* Document passage *
BEGIN

EDIT: One more thought: take a bit of crocus cloth or emery paper and give the bottom bracket cups in the frame a VERY light polish. Emphasis on VERY LIGHT. Ditto the spindle. You don't want to remove metal, just smooth imperfections. Then grease. I don't know how finely those things are machined, or whether the unseating/re-seating the bearings have marked the cups, but I could see a rough surface keeping a bearing from seating properly or allowing it to chirp. Again, just a guess.


----------



## bikerjulio (Jan 19, 2010)

tvad said:


> I can't agree that BB30 is inherently prone to failure. I think that's hyperbole.
> 
> I've owned three bikes with BB30, and the bottom bracket didn't creak on any of them...and I do lots of hard effort climbing that could cause creaking. I've used only Campy cranks/BB cups and Shimano cranks with Praxis BB, so my experience is limited to those components.


I for one am baffled by this post.

Are you saying you owned 3 bikes with BB30 shells and then installed adapters, and these were no problem?

If so, great, but how does this relate to issues related to a BB30 bottom bracket?

I have a BB30 bike with Campy cups too, but what does it have to do with this thread?


----------



## tvad (Aug 31, 2003)

END

Copy word for word the part of the BB30 forum thread that opens with the words containing "If so, great, but" and closes with "with this thread?". The entries have no connection to the BB30 forum thread.

(Position identification records)
BEGIN

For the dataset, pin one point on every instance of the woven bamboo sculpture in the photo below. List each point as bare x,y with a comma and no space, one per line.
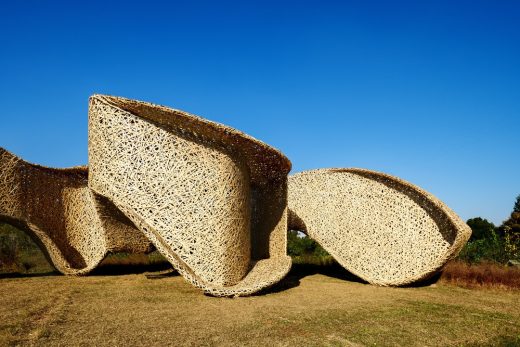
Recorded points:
381,228
73,227
211,199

END

* Exercise solution *
If so, great, but how does this relate to issues related to a BB30 bottom bracket?

I have a BB30 bike with Campy cups too, but what does it have to do with this thread?